Collected data:
- - - - - - -

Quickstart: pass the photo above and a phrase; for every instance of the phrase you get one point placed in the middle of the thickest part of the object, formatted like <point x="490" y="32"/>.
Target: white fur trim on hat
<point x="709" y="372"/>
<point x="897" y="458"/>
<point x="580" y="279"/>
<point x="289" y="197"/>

- - - - - - -

_WHAT YOU NEED TO DO_
Convert the records above into a two-column CSV with the header request,answer and one row per request. Put each field in double quotes and replace any line breaks with spaces.

_EXERCISE ANSWER_
request,answer
"Quickstart: pass the photo above and a phrase; for every instance of the phrase you get one point placed in the middle of the thickest part of the object, formatted like <point x=""490"" y=""32""/>. Target: white fur trim on hat","<point x=""709"" y=""372""/> <point x=""897"" y=""458""/> <point x=""580"" y=""279""/> <point x=""289"" y=""197""/>"